Retype the entries below exactly, but begin at the line containing "of the national" and end at the last line.

─── Data shown

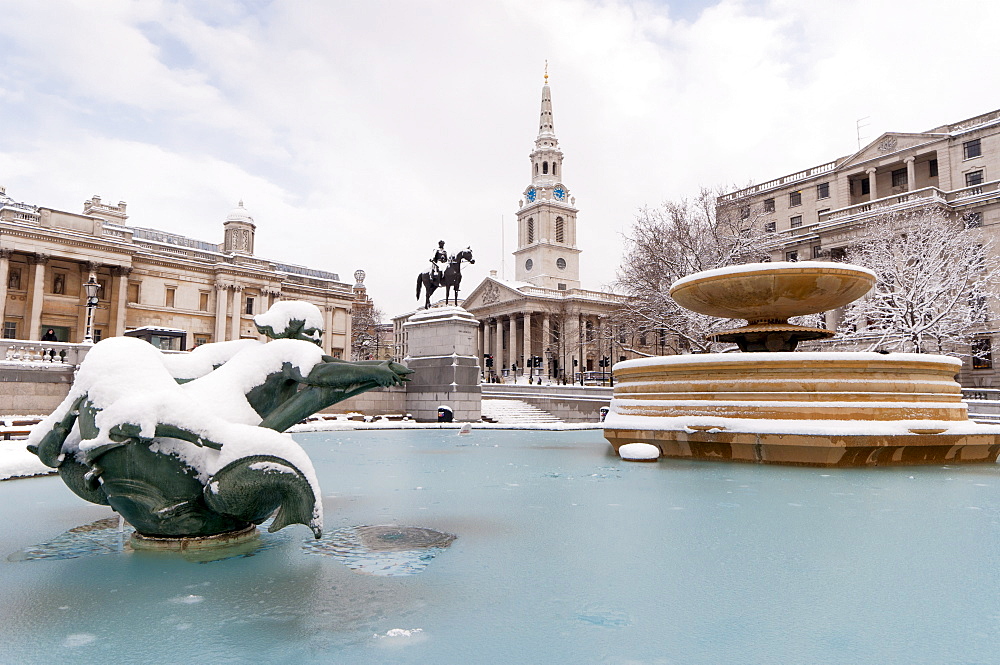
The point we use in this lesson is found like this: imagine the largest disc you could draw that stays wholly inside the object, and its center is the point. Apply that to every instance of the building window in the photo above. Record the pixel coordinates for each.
(974, 178)
(973, 220)
(982, 353)
(971, 149)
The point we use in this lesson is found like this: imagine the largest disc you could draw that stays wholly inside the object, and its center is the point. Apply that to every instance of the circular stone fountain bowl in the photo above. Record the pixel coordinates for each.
(772, 291)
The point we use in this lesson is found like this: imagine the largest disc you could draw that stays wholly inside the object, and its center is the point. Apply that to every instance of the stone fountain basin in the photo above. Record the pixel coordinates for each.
(772, 291)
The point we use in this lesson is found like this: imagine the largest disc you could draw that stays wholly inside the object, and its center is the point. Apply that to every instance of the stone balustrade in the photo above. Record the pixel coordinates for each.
(21, 351)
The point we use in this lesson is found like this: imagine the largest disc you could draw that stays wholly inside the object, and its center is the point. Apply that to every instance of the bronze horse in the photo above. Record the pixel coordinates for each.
(452, 277)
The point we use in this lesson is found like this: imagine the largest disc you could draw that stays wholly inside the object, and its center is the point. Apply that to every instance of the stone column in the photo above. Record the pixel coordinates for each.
(119, 299)
(512, 341)
(498, 356)
(526, 343)
(37, 296)
(221, 305)
(5, 255)
(546, 340)
(234, 331)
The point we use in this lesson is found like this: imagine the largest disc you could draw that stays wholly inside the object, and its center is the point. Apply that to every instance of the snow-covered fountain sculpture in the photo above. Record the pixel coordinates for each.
(189, 448)
(785, 407)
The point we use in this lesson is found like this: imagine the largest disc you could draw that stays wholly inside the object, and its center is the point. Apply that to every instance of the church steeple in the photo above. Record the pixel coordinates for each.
(546, 248)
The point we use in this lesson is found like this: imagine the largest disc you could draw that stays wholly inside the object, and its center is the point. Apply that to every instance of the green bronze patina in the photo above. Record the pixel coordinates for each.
(162, 495)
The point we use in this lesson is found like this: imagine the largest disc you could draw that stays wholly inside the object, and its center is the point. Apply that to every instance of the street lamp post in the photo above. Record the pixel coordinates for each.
(91, 287)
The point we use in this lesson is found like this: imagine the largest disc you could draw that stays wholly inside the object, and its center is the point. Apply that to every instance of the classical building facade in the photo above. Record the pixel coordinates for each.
(818, 212)
(176, 291)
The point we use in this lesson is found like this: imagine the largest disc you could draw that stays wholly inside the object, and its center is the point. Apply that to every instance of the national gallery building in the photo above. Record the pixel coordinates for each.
(174, 291)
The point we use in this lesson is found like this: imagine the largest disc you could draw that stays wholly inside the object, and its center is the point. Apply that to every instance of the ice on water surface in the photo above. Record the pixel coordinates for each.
(387, 551)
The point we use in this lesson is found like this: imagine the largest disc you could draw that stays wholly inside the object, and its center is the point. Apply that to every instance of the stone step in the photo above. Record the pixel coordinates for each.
(515, 411)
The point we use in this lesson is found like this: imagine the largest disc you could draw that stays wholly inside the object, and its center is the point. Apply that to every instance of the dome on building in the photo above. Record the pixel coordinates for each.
(239, 214)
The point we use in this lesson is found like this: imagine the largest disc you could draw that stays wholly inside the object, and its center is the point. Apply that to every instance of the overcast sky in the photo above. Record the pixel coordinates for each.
(360, 133)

──────

- _Task answer_
The point we use in this lesson is found like this: imagine the largest disc you could draw that stays wholly inside the object, and its center is the point. Apply that to every instance of the national gallery building in the photo above. Record the pixel coordinates for each.
(174, 291)
The point we use in this lesson is found like this: imagine the largest disc you could draw that stays wholly inside the object, and its center is the point. Apply that to every instance of the ice on water surface in the photo above. Record the pixel coordinates for each.
(387, 551)
The point we use in this lesson is found like this: imagine the largest disc you could draw that stays wholly inside the object, and its center is the point. Apply that to every instance of the stone step in the photo above. Record the pixel coordinates for each.
(515, 411)
The point we use in this lesson is found like this: imagine the largest disc you could draw that stays wholly inside the object, and its center is the point. Apply that to every instance of the dome on building in the photo above. Record the pixel coordinates for each.
(239, 214)
The point we use in this lesson is found like this: imagine the largest disc you could draw that stays wholly inside the object, and its center is the point. Apply that to every instance of the overcast sky in the photo above. Record the pixel coordinates for each.
(360, 133)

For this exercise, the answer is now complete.